## Stored data entries
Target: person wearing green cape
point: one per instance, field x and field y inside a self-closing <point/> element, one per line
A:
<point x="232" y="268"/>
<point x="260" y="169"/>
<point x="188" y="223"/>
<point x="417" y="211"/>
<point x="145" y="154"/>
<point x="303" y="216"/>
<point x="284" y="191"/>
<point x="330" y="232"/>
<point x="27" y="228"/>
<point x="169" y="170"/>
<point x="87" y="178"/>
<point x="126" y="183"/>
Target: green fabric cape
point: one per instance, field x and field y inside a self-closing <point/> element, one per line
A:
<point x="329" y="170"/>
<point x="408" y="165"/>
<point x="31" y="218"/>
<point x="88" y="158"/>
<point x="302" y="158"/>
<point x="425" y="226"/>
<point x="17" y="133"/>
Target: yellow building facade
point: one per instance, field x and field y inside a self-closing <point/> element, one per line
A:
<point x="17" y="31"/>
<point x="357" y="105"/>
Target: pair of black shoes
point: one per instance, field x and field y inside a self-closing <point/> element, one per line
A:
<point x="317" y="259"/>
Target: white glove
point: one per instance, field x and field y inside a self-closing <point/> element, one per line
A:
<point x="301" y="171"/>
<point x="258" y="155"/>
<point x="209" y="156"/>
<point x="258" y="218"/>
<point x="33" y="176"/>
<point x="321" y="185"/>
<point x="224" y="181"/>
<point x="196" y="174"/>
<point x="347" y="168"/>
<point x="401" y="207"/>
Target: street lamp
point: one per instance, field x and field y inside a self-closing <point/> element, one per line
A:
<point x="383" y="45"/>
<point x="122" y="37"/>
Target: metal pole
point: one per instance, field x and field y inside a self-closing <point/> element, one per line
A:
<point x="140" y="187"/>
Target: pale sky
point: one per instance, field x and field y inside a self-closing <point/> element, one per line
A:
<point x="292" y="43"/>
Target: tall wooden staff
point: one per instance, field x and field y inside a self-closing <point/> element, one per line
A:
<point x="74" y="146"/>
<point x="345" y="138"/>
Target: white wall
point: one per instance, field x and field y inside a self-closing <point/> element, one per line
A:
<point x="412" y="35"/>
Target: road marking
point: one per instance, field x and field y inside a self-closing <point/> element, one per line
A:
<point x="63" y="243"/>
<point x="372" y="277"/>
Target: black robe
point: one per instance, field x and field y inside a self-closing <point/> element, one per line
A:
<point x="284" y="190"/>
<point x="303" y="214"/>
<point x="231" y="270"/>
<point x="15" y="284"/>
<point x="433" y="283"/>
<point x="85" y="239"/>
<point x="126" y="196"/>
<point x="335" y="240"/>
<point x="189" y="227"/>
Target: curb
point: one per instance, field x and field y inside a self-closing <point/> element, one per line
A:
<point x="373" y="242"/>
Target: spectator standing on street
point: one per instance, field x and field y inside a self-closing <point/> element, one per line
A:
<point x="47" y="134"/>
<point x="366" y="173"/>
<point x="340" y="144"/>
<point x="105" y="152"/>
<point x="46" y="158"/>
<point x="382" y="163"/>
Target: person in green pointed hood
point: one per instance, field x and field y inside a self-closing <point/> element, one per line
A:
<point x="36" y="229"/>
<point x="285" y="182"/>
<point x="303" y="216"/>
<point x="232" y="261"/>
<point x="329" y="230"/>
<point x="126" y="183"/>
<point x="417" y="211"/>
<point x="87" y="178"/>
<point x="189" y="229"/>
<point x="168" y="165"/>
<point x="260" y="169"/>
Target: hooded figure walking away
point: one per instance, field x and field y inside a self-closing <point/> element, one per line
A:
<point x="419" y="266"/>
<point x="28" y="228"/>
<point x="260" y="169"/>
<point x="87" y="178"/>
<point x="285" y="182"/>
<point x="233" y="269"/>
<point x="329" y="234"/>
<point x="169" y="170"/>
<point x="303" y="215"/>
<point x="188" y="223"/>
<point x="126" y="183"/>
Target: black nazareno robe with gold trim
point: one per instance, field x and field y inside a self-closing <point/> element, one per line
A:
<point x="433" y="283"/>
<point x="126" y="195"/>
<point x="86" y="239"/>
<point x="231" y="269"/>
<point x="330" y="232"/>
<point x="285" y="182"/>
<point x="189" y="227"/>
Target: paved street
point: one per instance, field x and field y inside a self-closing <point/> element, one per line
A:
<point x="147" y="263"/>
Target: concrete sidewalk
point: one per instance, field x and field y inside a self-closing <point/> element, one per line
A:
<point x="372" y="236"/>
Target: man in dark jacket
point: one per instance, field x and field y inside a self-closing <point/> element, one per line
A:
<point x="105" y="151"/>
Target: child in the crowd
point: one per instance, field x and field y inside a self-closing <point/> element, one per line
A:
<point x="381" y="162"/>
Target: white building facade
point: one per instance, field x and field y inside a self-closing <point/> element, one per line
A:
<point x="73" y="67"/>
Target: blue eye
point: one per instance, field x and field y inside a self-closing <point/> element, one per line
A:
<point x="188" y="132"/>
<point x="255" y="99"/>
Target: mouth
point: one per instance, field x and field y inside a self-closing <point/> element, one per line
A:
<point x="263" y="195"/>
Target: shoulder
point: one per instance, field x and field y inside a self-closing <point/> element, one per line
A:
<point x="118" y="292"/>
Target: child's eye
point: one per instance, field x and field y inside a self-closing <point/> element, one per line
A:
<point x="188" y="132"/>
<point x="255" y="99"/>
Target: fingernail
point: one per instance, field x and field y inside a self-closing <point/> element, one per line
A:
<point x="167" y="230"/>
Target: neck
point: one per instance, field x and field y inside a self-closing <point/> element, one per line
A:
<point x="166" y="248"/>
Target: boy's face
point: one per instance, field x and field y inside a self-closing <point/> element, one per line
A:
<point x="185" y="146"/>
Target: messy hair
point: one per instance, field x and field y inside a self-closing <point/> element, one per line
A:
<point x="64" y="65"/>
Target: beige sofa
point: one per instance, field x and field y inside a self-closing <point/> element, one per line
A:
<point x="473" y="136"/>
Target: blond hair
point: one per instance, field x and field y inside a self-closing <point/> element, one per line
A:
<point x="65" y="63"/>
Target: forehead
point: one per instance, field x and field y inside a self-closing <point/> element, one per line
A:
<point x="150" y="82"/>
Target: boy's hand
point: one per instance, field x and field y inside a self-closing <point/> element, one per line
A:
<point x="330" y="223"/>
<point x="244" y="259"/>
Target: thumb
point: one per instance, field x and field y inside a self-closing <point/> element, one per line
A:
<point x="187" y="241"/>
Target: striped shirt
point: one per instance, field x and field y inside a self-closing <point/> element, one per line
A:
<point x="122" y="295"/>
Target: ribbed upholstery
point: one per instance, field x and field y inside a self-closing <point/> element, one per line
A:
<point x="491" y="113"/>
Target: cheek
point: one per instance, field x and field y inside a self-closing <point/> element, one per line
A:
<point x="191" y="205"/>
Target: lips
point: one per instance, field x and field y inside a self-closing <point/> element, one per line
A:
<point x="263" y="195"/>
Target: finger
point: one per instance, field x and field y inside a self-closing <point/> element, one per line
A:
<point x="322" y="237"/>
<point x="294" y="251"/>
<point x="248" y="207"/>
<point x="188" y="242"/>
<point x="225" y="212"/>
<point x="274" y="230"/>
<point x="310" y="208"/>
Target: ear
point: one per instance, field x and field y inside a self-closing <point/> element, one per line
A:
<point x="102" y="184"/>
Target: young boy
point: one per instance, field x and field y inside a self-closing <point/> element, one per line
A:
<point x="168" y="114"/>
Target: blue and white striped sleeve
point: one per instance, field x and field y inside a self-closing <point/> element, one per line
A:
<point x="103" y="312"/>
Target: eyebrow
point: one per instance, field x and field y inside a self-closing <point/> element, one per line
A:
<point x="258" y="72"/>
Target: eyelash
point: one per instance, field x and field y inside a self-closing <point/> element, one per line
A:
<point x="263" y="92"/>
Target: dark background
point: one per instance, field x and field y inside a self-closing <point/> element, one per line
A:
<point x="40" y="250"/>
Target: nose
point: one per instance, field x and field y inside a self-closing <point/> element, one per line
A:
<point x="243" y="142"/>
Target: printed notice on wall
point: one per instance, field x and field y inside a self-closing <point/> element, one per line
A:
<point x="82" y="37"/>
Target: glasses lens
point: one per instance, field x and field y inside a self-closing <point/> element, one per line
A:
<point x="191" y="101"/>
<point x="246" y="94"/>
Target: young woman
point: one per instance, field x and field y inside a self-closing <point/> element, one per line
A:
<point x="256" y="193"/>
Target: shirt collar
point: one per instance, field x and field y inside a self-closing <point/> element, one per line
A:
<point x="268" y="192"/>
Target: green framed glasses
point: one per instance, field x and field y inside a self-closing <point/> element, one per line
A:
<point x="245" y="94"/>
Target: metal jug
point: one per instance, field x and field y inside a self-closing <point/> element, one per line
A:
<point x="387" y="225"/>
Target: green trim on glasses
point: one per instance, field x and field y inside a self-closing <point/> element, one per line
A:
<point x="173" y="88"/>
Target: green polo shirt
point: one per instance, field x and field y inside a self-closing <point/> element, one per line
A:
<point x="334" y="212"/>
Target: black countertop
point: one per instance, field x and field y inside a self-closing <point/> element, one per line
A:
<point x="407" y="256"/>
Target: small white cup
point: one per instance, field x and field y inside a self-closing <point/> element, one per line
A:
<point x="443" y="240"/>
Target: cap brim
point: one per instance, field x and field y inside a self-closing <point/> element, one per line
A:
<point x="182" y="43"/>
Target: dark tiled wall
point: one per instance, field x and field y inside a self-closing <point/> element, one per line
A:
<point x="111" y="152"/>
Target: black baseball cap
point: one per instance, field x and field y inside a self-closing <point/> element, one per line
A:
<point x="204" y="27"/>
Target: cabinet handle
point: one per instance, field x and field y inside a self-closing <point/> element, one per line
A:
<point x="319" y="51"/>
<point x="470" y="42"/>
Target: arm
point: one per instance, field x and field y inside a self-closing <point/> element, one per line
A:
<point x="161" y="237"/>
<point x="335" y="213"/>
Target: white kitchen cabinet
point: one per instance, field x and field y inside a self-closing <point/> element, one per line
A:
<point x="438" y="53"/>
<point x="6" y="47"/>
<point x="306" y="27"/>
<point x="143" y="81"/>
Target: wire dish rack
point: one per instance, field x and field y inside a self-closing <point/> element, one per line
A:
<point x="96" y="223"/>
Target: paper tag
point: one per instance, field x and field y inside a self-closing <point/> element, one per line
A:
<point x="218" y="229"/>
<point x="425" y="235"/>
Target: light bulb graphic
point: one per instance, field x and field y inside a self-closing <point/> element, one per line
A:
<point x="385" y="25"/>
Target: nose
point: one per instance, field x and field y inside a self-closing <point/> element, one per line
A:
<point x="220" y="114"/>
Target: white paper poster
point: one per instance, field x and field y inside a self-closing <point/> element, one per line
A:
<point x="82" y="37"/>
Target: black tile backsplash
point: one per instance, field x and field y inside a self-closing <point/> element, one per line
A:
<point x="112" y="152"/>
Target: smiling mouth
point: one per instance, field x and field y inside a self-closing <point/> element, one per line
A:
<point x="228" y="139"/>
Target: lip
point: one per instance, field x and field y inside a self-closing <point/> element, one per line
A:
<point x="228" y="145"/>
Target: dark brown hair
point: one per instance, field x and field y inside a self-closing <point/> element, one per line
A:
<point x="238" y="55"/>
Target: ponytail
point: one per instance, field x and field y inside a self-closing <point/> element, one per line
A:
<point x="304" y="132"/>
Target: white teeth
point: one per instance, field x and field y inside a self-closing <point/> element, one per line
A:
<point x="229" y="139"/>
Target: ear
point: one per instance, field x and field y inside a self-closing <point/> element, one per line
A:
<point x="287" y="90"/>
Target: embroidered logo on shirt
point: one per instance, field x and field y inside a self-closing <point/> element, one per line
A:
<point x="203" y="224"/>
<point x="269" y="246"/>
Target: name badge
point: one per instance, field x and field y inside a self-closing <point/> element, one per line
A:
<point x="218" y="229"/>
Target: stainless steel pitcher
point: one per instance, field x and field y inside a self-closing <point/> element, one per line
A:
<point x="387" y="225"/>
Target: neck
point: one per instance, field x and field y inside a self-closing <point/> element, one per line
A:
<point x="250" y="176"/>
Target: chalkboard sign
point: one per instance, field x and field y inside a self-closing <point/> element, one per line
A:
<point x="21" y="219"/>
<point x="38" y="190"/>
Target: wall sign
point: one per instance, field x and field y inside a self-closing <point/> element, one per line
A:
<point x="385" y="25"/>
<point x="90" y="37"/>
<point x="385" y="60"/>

## Task description
Please work out how many lines of the data include the string "building" and reply with the number alone.

## Response
2